Top of Data

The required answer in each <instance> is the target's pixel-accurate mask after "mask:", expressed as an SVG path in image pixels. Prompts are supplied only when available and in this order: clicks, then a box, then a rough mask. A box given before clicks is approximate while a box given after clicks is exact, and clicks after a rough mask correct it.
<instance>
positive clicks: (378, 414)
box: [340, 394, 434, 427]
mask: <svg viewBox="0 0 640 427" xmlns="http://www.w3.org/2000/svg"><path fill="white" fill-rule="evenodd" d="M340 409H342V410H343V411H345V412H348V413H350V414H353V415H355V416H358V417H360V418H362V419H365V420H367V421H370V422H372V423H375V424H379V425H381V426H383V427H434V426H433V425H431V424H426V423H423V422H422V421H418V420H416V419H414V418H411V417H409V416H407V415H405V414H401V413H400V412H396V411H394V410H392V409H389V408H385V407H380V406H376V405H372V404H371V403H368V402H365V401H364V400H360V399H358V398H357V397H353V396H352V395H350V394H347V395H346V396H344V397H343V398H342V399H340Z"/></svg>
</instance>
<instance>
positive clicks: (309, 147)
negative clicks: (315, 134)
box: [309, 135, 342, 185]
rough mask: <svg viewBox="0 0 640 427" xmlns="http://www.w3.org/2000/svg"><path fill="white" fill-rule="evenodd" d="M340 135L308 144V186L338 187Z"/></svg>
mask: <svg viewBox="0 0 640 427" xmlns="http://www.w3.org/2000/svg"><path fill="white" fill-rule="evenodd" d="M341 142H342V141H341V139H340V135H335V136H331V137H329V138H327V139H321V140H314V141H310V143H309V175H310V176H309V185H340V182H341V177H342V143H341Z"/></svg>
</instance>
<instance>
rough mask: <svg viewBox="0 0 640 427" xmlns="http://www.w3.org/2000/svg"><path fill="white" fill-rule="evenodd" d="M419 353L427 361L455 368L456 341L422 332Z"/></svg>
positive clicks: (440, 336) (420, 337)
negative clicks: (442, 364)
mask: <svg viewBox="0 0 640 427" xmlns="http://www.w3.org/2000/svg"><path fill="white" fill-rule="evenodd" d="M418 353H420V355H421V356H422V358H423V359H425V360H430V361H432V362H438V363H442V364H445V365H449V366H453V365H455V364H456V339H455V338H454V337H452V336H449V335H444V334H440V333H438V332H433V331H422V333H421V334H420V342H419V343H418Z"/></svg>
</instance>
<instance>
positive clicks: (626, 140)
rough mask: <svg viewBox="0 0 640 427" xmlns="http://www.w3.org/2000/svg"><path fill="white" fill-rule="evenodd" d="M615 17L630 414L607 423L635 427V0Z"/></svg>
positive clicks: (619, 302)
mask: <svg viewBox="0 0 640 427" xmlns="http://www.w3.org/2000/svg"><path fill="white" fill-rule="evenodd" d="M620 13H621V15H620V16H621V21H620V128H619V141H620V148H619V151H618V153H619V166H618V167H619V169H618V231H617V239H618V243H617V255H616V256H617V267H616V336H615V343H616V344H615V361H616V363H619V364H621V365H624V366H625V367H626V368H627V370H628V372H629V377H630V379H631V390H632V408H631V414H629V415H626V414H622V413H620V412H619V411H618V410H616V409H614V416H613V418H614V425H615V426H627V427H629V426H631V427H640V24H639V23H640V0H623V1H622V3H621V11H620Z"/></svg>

Bottom of Data

Exercise details: From the first line above through the line that contains "box: [309, 135, 342, 185]", quote each line exactly. Output nothing more.

Answer section:
The required answer in each <instance> is the target's pixel-accurate mask after "mask:", expressed as an SVG path in image pixels. Prompts are supplied only when available and in this order: clicks, then a box, then a rough mask. A box given before clicks is approximate while a box given after clicks is exact, and clicks after a rough mask correct it.
<instance>
positive clicks: (378, 414)
box: [340, 394, 434, 427]
mask: <svg viewBox="0 0 640 427" xmlns="http://www.w3.org/2000/svg"><path fill="white" fill-rule="evenodd" d="M340 409H342V410H343V411H345V412H348V413H350V414H353V415H355V416H358V417H360V418H362V419H365V420H367V421H370V422H372V423H375V424H379V425H381V426H383V427H434V426H433V425H431V424H426V423H423V422H422V421H418V420H416V419H414V418H411V417H409V416H407V415H405V414H401V413H400V412H396V411H394V410H392V409H389V408H385V407H380V406H376V405H372V404H371V403H368V402H365V401H364V400H360V399H358V398H357V397H353V396H352V395H350V394H347V395H346V396H344V397H343V398H342V399H340Z"/></svg>
</instance>
<instance>
positive clicks: (309, 147)
negative clicks: (315, 134)
box: [309, 135, 342, 185]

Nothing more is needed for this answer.